Prompt - Repeat every record below exactly, omitting any pictures.

....

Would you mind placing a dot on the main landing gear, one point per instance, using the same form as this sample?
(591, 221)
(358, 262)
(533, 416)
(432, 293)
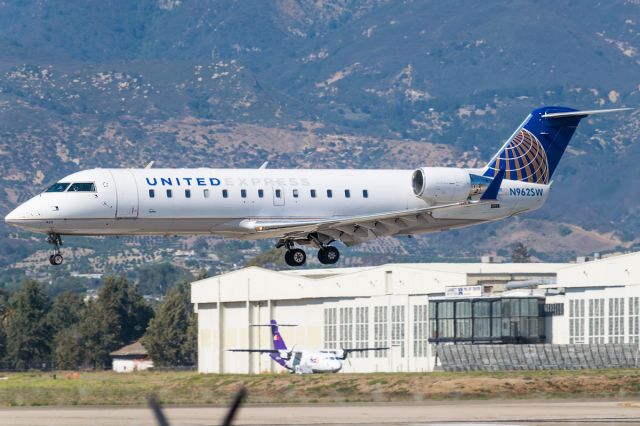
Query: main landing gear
(56, 258)
(327, 255)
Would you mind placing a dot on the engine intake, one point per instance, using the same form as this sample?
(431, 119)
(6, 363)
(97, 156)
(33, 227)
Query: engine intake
(443, 185)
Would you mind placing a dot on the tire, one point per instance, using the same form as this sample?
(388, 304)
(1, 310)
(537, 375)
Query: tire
(328, 255)
(295, 257)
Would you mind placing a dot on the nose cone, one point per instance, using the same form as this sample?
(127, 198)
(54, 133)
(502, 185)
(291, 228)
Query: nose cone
(25, 216)
(13, 217)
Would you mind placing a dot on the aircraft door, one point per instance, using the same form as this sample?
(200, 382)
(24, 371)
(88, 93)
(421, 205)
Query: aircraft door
(278, 196)
(126, 193)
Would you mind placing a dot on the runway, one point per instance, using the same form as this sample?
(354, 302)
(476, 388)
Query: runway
(538, 412)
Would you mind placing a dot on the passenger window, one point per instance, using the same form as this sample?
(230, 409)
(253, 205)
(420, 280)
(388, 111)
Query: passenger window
(82, 187)
(58, 187)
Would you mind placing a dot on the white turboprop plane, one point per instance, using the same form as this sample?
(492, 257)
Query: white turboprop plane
(306, 207)
(304, 361)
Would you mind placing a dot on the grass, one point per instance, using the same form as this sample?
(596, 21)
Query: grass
(180, 388)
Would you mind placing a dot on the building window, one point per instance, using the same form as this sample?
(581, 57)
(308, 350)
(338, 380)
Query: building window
(362, 331)
(634, 319)
(482, 319)
(576, 321)
(346, 327)
(330, 328)
(420, 331)
(397, 327)
(445, 327)
(616, 320)
(463, 319)
(596, 320)
(380, 330)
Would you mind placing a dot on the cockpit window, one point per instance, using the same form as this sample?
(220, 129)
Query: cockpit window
(82, 187)
(58, 187)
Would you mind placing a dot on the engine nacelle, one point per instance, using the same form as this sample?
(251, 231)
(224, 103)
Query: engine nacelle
(442, 185)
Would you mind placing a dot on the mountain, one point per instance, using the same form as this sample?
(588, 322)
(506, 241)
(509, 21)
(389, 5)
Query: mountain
(336, 83)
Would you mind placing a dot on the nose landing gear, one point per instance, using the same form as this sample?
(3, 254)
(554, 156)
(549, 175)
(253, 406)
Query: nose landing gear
(328, 255)
(56, 258)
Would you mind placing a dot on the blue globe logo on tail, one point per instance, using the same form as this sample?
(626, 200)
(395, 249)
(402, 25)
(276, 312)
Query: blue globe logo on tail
(534, 151)
(523, 159)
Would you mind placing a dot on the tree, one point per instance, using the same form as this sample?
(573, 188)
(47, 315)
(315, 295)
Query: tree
(520, 254)
(28, 329)
(171, 338)
(119, 316)
(67, 311)
(156, 279)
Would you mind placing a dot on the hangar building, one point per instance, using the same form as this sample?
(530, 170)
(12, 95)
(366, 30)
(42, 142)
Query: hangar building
(411, 308)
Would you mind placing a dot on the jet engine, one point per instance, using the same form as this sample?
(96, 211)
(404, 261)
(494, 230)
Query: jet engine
(284, 354)
(444, 185)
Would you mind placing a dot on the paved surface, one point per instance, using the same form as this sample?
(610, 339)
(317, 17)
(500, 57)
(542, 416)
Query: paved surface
(545, 412)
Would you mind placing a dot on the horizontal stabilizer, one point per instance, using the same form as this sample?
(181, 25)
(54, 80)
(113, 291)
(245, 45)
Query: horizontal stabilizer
(271, 325)
(492, 190)
(582, 113)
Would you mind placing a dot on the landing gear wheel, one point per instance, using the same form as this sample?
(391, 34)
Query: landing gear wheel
(328, 255)
(295, 257)
(56, 241)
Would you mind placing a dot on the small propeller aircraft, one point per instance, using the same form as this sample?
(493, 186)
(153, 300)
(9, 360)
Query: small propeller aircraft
(304, 361)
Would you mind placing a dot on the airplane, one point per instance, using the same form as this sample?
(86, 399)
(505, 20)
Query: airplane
(304, 361)
(306, 207)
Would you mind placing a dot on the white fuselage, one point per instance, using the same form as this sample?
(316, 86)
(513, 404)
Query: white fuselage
(310, 362)
(225, 201)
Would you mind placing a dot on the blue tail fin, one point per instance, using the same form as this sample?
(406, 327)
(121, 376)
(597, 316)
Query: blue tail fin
(534, 150)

....

Result of the exercise -
Would you mind placing a dot on the main landing gear, one point per instance, using the same form as this sample?
(591, 221)
(358, 262)
(533, 416)
(432, 293)
Query: main landing gear
(56, 258)
(327, 255)
Would you mind placing a dot on the engine intake, one point per instance, using the same form as this sample?
(431, 119)
(6, 363)
(97, 156)
(33, 227)
Query: engine intake
(443, 185)
Would you mind placing a dot on the tire, one point per instance, using the same form as this sample?
(388, 304)
(1, 310)
(537, 375)
Query: tire
(328, 255)
(295, 257)
Would you mind placing a dot on the nose cone, one point per instance, using the same form as this sample?
(127, 198)
(54, 133)
(502, 185)
(291, 228)
Query: nose cone
(25, 216)
(13, 217)
Would you mind placing a dot on the aircraft door, one point per instance, using the same form as this sample?
(200, 382)
(24, 371)
(88, 93)
(421, 205)
Query: aircraft door
(278, 196)
(126, 193)
Would you mind placing a dot on the runway, one point per instance, using the same form as this sample?
(354, 302)
(476, 388)
Query: runway
(538, 412)
Would you mind placing a dot on the passenger window, one point per instance, using the same form as this sample?
(230, 409)
(253, 205)
(420, 280)
(388, 111)
Query: passenger window
(82, 187)
(58, 187)
Would you mind placing a dot on the white turboprop plane, one point per instance, using the same form as this sample?
(492, 257)
Query: white turboprop plane
(306, 207)
(304, 361)
Would you mind placing a dot on the grass, one point per instance, using the same form as this sample?
(596, 21)
Query: grass
(180, 388)
Would you mind placing a dot on the building window, one point per instance, using the same form as this sample?
(581, 57)
(308, 350)
(338, 380)
Query: building window
(362, 331)
(634, 319)
(482, 319)
(576, 321)
(346, 327)
(330, 328)
(420, 331)
(397, 327)
(445, 327)
(616, 320)
(463, 319)
(596, 320)
(380, 330)
Would you mind placing a dot on the cockpit window, one point per instance, using the same form as this sample?
(220, 129)
Query: cockpit window
(82, 187)
(58, 187)
Would you mind placing a dot on the engine nacelle, one point per instance, using the same form as this sample?
(251, 231)
(224, 103)
Query: engine nacelle
(442, 185)
Would you mind placing a dot on the mountain, one point per instance, using the same form as this sample?
(588, 322)
(506, 241)
(509, 21)
(389, 5)
Query: mountain
(336, 83)
Would you mind placing a dot on the nose landing gear, one point per instance, using the same form as this sample?
(3, 254)
(554, 156)
(549, 175)
(253, 406)
Query: nose landing gear
(328, 255)
(56, 258)
Would you mind placing a dot on the blue globe logo on tail, one point per instance, using the same form as this sample?
(626, 200)
(395, 249)
(402, 25)
(276, 312)
Query: blue globe logo on tail
(534, 151)
(523, 159)
Would you mind placing a dot on the tree, one point per instance, using the same form as this sample?
(573, 188)
(47, 315)
(315, 295)
Query: tree
(520, 254)
(28, 329)
(171, 338)
(119, 316)
(67, 311)
(156, 279)
Would you mind placing a dot on the hangar building, one point per instance, using the same form as this sample?
(530, 170)
(12, 95)
(366, 30)
(42, 142)
Query: hangar building
(411, 308)
Would you mind placing a dot on the jet engine, one point per instance, using the same form as this sample?
(96, 211)
(404, 261)
(494, 230)
Query: jet engine
(284, 354)
(444, 185)
Would you mind placing a dot on the paved surface, one point per instance, using the same form as this sample?
(610, 339)
(317, 17)
(500, 57)
(542, 416)
Query: paved surface
(545, 412)
Would you mind placing a dot on the horizontal stabilizer, one point per instance, using the same form as this sample?
(181, 25)
(54, 80)
(113, 291)
(245, 45)
Query: horizontal stabilizer
(271, 325)
(492, 190)
(582, 113)
Would you mind placing a dot on the landing gear wheel, one point per instance, using the same form as this sample?
(391, 34)
Query: landing gear wheel
(328, 255)
(295, 257)
(56, 241)
Would you mind placing a dot on the small propeller aircraft, one point per instance, using the same form as this sample?
(493, 186)
(153, 300)
(9, 360)
Query: small propeller aircraft
(304, 361)
Would you mind placing a dot on the airplane, one point per instance, using the same form as this sample?
(86, 399)
(505, 20)
Query: airplane
(304, 361)
(306, 207)
Would you mind placing a dot on the white fuselage, one point per instance, using the same form as this sample?
(316, 86)
(513, 404)
Query: white fuselage
(310, 362)
(225, 201)
Would you mind placing a dot on the blue tail fin, one point per instance, using the same form as this sample?
(406, 327)
(121, 376)
(597, 316)
Query: blue tail fin
(534, 150)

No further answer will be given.